→ **Task**
The issue thread below about getting a node's XML representation includes a sample XML string that begins "<container><a>". Name every distinct element in that string.

→ **Extract to read**
....................

RazrFalcon / roxmltree

Represent an XML document as a read-only tree.
Apache License 2.0
434 stars 37 forks source link

getting an XML representation of a node #83

Closed faassen closed 1 year ago

faassen commented 1 year ago

Thanks for this library! I wrote lxml a long time ago, though the API used there is taken from ElementTree.

I'd like to be able to display the XML representation of a node in the tree. I realize I can't change the XML but this is still useful for debugging and in tests.

I can get quite far with node.position(), combined with doc.input_text(). That gets me the start position. But I don't know how to get the end position of the node. If there is a next sibling I can use the start position of that, but not all nodes have such a position. The position next descendant won't work as it potentially includes the end tag of an outer node, for instance if I have <container><a><b/></a><x/></container>, and I want to see <b/> then the position of the next descendant is <x/> so therefore the output would be <b/></a>.

Would it be possible to maintain the end position of a node as well?

faassen commented 1 year ago

I tried parsing some XML and comparing that with the original to accomplish a similar effect, but that won't work either as they don't compare equal: the document is different. If there was a way to compare nodes ignoring the document itself that could also work.

RazrFalcon commented 1 year ago

Hi! And thanks for lxml! roxmltree has a completely different API, but uses sort of the same parsing logic as lxml. Basically, roxmltree produces the same nodes tree as lxml.

As for the end token, this feature was removed just 2 days ago, since it was just a waste of memory. You can try using v0.15 for now. The only reason we preserve node and attribute positions is so that the caller can have nicer error reporting. And for that you only need the start position.

....................

→ **Recorded data**
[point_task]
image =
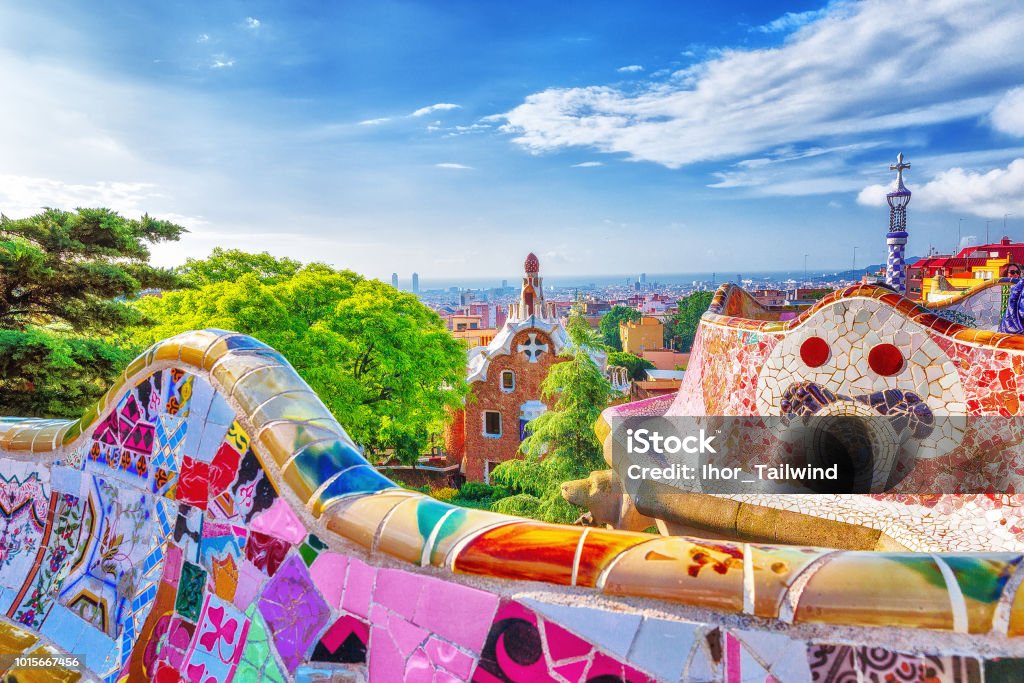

....................

→ **Result of this task**
container, a, b, x